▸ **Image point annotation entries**
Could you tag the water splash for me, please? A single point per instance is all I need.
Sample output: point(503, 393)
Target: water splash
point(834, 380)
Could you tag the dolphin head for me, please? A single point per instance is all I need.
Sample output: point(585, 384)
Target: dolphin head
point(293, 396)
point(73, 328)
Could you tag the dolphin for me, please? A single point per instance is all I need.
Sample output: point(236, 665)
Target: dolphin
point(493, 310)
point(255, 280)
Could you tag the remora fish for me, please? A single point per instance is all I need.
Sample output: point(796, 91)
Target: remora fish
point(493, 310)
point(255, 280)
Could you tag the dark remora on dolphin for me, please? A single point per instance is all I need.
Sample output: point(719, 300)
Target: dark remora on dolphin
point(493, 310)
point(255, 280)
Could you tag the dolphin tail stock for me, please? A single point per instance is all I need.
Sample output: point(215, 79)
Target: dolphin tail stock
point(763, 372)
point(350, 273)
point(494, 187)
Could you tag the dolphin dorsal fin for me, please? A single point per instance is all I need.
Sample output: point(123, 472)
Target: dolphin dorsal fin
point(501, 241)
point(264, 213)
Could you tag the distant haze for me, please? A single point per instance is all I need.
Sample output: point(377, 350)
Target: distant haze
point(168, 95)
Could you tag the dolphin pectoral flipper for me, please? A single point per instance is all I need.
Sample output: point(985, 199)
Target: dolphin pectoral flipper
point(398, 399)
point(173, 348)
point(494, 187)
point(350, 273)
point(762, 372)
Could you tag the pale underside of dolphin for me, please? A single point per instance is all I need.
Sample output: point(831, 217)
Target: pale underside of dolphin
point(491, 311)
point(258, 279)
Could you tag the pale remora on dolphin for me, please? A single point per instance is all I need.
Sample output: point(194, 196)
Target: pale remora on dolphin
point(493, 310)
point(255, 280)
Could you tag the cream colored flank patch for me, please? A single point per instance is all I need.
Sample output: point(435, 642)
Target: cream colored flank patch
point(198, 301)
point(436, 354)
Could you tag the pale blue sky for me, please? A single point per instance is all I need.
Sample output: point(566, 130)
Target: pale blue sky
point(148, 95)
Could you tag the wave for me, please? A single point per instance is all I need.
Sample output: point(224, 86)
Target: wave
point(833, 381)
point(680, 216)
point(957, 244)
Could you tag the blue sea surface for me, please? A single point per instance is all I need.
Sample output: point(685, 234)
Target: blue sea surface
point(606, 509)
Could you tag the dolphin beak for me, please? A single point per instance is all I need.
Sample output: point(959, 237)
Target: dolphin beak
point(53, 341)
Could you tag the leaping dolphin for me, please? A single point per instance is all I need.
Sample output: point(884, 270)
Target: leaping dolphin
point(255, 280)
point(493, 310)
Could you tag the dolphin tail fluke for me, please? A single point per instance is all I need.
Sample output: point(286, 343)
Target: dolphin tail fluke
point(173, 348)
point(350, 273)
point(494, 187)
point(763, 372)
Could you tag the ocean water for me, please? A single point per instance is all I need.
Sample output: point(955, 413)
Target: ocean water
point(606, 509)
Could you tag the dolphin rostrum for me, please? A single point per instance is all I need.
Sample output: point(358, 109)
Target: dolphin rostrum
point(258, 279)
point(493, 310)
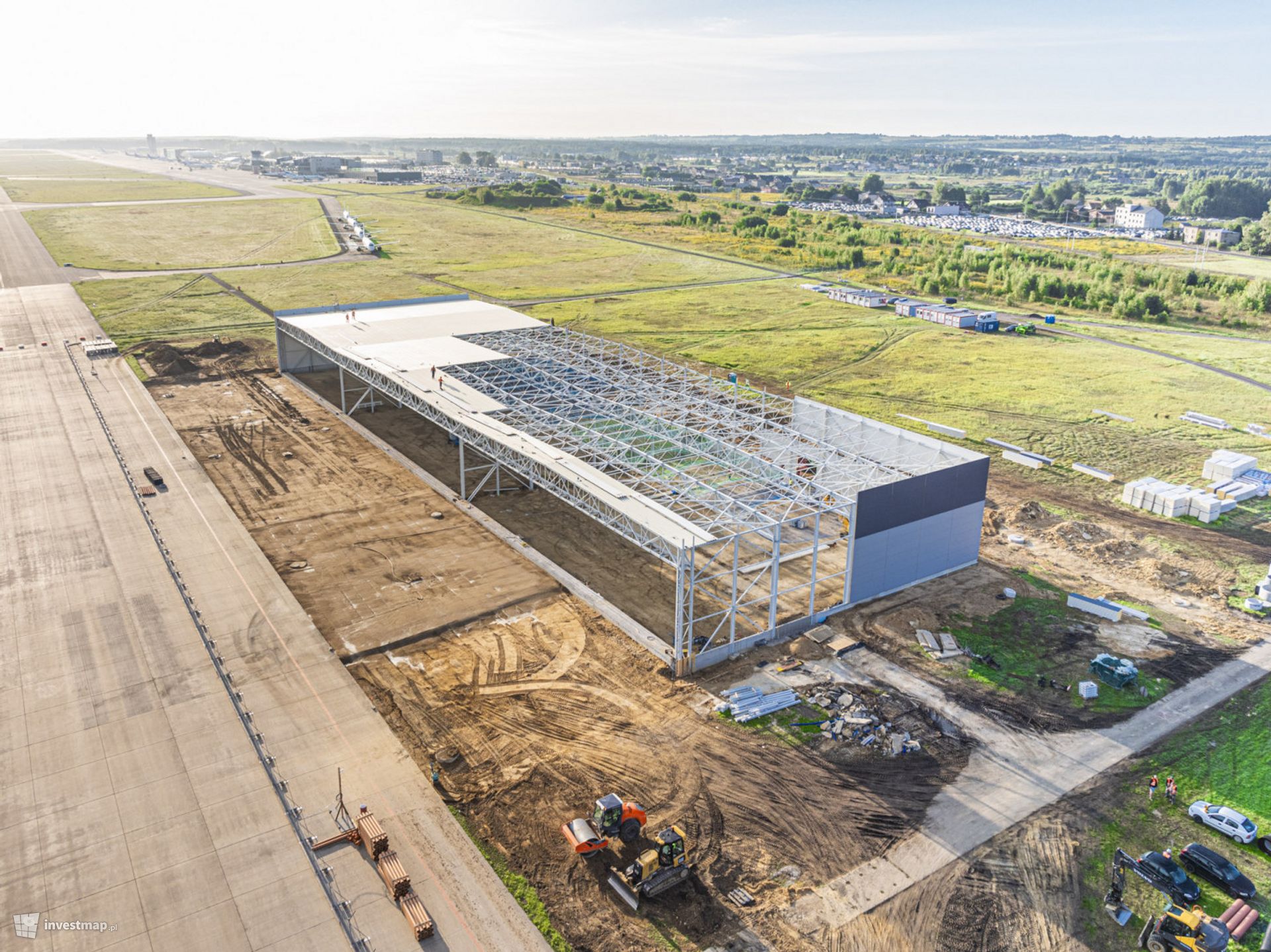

▸ **What to do**
Reproduce verbatim the lines of the listing above, from the line containing "Could you tag the dolphin dorsal" through the line containing "point(168, 95)", including both of those lines.

▸ **Output**
Could you tag the dolphin dorsal fin for me, please? A single point per instance is all I need.
Sample output: point(123, 472)
Target: dolphin dorsal fin
point(501, 241)
point(264, 213)
Could you tag the distant haze for me, please? A single point per instance is all I need.
Sample output: point(377, 350)
Target: distant haze
point(168, 95)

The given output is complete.